» GOAL OF THE EXERCISE
If a line in the data holds "necktie", copy that line out in full.

[Natural language region descriptions]
· · · · · · ·
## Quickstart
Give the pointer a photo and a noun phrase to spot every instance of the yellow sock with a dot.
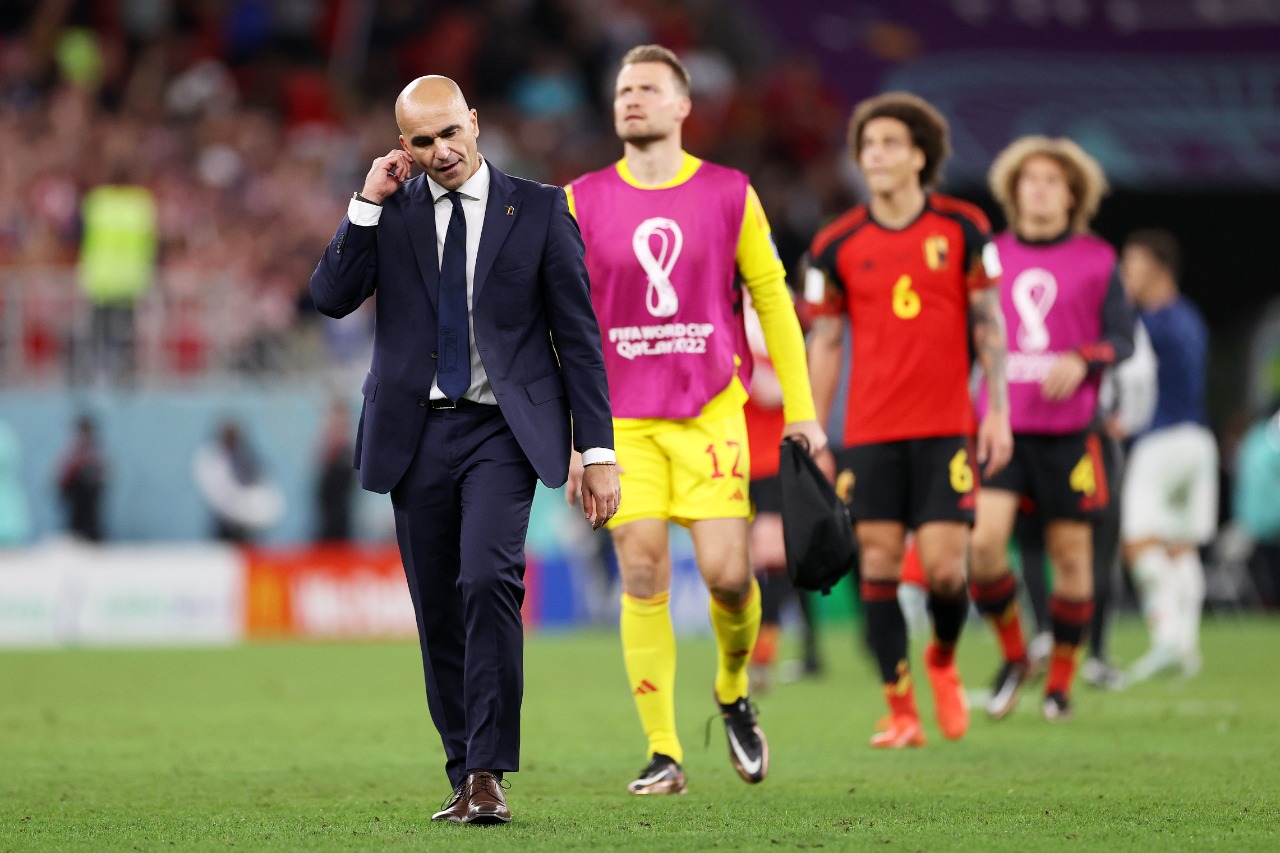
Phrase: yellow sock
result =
(649, 651)
(736, 630)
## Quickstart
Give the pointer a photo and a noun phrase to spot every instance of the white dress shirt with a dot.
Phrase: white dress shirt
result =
(475, 197)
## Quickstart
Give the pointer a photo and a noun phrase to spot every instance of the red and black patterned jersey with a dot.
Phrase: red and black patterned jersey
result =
(906, 296)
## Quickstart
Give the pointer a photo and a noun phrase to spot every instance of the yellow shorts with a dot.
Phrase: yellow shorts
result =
(684, 470)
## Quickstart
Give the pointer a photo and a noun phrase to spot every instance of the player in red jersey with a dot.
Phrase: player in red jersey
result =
(913, 273)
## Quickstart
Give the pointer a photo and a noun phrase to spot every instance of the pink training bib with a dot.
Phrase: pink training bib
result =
(662, 265)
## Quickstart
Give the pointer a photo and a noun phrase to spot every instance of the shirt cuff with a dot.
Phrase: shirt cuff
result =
(362, 213)
(598, 455)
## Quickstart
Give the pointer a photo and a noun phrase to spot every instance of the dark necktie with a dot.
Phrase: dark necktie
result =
(453, 366)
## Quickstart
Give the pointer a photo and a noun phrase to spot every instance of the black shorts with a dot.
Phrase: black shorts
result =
(1063, 477)
(914, 480)
(767, 495)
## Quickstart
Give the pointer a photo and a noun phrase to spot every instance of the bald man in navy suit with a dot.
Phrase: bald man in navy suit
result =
(487, 372)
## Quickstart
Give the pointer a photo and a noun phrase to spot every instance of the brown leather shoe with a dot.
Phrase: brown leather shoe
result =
(455, 810)
(485, 803)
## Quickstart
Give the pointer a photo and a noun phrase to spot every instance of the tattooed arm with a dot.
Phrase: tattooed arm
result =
(995, 439)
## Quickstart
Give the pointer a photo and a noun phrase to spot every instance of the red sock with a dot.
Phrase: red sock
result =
(997, 601)
(1070, 619)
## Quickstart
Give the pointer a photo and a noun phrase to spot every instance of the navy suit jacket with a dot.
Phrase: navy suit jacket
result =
(531, 311)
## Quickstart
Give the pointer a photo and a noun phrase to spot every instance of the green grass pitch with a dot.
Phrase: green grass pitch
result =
(283, 747)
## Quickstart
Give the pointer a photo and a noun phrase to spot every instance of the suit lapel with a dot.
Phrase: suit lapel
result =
(420, 223)
(497, 224)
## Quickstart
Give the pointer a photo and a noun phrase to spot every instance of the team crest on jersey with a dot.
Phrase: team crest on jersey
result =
(657, 243)
(936, 250)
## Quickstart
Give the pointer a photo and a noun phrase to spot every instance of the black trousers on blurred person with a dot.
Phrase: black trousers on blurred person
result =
(461, 518)
(1107, 579)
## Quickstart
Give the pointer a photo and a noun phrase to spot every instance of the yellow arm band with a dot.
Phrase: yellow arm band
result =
(764, 278)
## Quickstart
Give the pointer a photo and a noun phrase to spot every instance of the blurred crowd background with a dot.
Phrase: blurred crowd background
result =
(172, 170)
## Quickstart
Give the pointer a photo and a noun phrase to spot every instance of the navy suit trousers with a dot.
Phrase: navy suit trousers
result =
(461, 519)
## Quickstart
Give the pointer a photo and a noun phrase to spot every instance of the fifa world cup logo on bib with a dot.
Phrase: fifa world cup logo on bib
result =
(1033, 292)
(661, 296)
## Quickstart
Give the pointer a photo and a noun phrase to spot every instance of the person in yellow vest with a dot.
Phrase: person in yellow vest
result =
· · · · · · ·
» RESULT
Give the pointer a photo and a noun phrase to spot every instance of the dark necktie with a dot.
Phrase: dark necktie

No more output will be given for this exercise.